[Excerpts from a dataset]
/---

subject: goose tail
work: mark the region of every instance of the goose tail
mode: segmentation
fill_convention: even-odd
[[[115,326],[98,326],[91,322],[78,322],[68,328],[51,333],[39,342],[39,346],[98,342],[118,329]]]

\---

#### [TASK TO CARRY OUT]
Without leaving anything out, quote all the data.

#### [ANSWER BOX]
subject: goose tail
work: mark the region of every instance of the goose tail
mode: segmentation
fill_convention: even-odd
[[[115,326],[98,326],[91,322],[78,322],[68,328],[51,333],[39,342],[39,346],[98,342],[118,329]]]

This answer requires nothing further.